[DIRECTIONS] List each line of the listing below that contains the word "outline". Treat uppercase and lowercase letters as different.

[DATASET CONTENT]
[START]

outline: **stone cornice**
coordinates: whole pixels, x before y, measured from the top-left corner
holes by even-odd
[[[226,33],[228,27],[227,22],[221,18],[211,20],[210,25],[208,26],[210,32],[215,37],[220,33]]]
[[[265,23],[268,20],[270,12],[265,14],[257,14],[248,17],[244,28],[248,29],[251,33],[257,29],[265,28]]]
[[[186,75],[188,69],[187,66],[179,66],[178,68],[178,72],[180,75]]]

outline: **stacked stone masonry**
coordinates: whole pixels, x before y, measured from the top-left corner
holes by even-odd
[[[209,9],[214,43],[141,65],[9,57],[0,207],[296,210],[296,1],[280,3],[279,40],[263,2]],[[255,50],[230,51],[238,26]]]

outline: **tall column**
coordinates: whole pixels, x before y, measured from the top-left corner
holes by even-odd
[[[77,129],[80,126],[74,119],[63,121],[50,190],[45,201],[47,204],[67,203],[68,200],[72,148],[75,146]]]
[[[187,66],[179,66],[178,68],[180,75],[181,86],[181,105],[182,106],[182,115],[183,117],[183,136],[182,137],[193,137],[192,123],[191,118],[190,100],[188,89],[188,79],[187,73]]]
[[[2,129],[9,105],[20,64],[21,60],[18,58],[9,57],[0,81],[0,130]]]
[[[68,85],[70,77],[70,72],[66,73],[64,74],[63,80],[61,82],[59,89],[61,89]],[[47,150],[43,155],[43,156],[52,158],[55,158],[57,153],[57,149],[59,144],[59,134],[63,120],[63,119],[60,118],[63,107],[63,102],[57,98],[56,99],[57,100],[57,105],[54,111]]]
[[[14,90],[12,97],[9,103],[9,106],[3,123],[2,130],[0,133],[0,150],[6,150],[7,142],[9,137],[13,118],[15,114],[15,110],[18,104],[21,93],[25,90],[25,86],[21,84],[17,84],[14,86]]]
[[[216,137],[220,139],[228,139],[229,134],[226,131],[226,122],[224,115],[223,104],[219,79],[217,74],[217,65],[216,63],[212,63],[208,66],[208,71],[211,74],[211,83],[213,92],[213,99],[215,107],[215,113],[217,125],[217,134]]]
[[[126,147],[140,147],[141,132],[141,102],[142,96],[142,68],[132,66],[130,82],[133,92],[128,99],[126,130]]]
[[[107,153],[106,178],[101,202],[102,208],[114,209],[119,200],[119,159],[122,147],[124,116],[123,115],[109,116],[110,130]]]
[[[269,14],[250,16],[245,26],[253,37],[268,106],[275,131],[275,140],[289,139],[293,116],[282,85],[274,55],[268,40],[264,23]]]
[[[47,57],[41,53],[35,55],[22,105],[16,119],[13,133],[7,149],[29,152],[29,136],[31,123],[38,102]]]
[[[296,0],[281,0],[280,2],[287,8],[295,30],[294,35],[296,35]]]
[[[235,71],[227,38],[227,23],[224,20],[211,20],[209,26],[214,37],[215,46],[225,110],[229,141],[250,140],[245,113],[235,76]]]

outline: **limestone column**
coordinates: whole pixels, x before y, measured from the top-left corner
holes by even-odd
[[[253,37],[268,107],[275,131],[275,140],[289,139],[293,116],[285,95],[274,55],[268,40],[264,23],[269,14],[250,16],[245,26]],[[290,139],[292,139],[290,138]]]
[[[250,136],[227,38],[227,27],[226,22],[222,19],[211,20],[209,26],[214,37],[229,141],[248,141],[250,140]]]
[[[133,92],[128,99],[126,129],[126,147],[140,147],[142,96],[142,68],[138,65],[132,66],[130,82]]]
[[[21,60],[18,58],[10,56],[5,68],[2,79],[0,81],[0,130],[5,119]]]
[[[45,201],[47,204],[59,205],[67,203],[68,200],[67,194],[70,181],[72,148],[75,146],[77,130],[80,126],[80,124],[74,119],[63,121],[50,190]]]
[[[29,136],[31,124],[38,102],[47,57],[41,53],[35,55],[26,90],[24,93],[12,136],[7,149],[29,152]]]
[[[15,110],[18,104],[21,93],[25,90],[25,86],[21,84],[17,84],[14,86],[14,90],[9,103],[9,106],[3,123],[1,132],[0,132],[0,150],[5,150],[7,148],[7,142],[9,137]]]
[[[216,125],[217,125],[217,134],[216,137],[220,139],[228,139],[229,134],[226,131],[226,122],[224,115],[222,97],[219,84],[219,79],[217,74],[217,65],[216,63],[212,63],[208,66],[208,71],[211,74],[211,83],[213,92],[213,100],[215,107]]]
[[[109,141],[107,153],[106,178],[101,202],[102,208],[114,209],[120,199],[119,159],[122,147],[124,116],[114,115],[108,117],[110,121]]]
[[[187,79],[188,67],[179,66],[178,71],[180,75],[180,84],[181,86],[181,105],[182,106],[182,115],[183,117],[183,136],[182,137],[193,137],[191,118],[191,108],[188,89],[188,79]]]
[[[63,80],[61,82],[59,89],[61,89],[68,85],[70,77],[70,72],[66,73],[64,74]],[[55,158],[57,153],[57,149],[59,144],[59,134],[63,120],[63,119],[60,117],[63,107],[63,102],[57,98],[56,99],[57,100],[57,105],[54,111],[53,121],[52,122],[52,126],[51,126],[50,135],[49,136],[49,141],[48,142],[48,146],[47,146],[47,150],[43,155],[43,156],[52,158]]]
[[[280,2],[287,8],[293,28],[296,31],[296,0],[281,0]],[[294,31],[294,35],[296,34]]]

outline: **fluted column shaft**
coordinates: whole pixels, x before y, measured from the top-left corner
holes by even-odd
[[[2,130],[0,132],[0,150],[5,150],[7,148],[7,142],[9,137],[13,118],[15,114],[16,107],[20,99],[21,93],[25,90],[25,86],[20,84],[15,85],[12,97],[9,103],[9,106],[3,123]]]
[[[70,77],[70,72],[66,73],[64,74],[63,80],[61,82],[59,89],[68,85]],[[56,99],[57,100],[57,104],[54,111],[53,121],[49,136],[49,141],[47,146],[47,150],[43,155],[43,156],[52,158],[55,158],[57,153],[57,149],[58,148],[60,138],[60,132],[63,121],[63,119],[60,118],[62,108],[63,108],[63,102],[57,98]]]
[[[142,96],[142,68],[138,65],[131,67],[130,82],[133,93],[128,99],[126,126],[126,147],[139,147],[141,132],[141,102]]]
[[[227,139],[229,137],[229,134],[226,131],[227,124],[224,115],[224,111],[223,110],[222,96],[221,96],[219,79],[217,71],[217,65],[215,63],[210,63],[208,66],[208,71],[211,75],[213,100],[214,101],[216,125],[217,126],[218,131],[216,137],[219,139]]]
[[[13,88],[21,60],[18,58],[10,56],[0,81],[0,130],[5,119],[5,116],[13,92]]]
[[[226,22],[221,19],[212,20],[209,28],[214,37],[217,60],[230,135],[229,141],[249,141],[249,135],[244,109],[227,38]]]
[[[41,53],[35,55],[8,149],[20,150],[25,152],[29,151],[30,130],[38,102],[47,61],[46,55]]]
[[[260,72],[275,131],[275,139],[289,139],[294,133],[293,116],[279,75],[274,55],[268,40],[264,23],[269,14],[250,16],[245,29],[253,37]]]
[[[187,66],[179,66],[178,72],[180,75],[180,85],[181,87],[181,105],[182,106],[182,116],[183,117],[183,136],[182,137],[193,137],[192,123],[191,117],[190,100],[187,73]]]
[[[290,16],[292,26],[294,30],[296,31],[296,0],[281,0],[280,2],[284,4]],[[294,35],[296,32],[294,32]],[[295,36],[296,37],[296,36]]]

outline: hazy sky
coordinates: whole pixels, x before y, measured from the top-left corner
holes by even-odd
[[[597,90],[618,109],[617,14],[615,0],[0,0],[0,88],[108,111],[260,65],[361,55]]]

[END]

[EXERCISE SOLUTION]
outline: **stone cornice**
outline: **stacked stone masonry**
outline: **tall column**
outline: **limestone column**
outline: **fluted column shaft**
outline: hazy sky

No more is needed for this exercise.